**Problème posé 1**
Dans le texte ci-dessous sur l'université Jean-Jaurès, recopie tel quel tout ce qui va de « Jean-Jaurès conteste Restait » jusqu'à « même été adoptée. ».

**Texte à lire**
-------

Jean-Jaurès conteste Restait toutefois à obtenir l’approbation des conseils d’administration des établissements concernés. À Jean-Jaurès, le CA, qui devait avoir lieu fin janvier, a été bloqué par des syndicats du personnel et des étudiants. Reporté au 10 février, il a été délocalisé au rectorat par crainte d’un nouveau blocage, et placé sous protection policière. Une centaine de personnes, étudiants et syndicalistes, avait fait le déplacement, mais la feuille de route a tout de même été adoptée.

La crainte des opposants ? Que Jean-Jaurès soit laissée de côté au profit des sciences dites « dures », et notamment de Paul-Sabatier. « La feuille de route de reconquête de l’Idex prévoit une technopole scientifique et technique réunissant les trois établissements du noyau dur mais pas le Mirail. Qu’est ce qu’on fait là ? », s’interroge Sylem. Étudiante en licence de philosophie à Jean-Jaurès, elle a monté un site, « Stop Fusion », avec des amies. « On s’est retrouvées avec d’un côté des gens qui voulaient récupérer les subventions, et les syndicats qui parlaient d’une baisse de moyens et de la disparition de filières. On a voulu se réapproprier la problématique. » Ce qu’elles redoutent avant tout, c’est un modèle unitaire, inspiré des universités anglo-saxonnes et pourtant plébiscité par le jury international. « L’Université de Toulouse va décider des sujets de recherche, des subventions, et nous avec nos sciences humaines et sociales, avec nos professeurs d’occitan, dans quelle mesure on va obtenir des trucs ? »

-------

**Enregistrements fournis**
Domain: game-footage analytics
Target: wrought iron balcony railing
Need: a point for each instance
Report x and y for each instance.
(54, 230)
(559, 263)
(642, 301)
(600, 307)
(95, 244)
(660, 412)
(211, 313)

-------

**Problème posé 2**
Reprends mot pour mot l'ensemble des enregistrements ci-dessus, ligne par ligne.

**Réponse attendue 1**
Jean-Jaurès conteste Restait toutefois à obtenir l’approbation des conseils d’administration des établissements concernés. À Jean-Jaurès, le CA, qui devait avoir lieu fin janvier, a été bloqué par des syndicats du personnel et des étudiants. Reporté au 10 février, il a été délocalisé au rectorat par crainte d’un nouveau blocage, et placé sous protection policière. Une centaine de personnes, étudiants et syndicalistes, avait fait le déplacement, mais la feuille de route a tout de même été adoptée.

**Réponse attendue 2**
Domain: game-footage analytics
Target: wrought iron balcony railing
Need: a point for each instance
Report x and y for each instance.
(54, 230)
(559, 263)
(642, 301)
(600, 307)
(95, 244)
(660, 412)
(211, 313)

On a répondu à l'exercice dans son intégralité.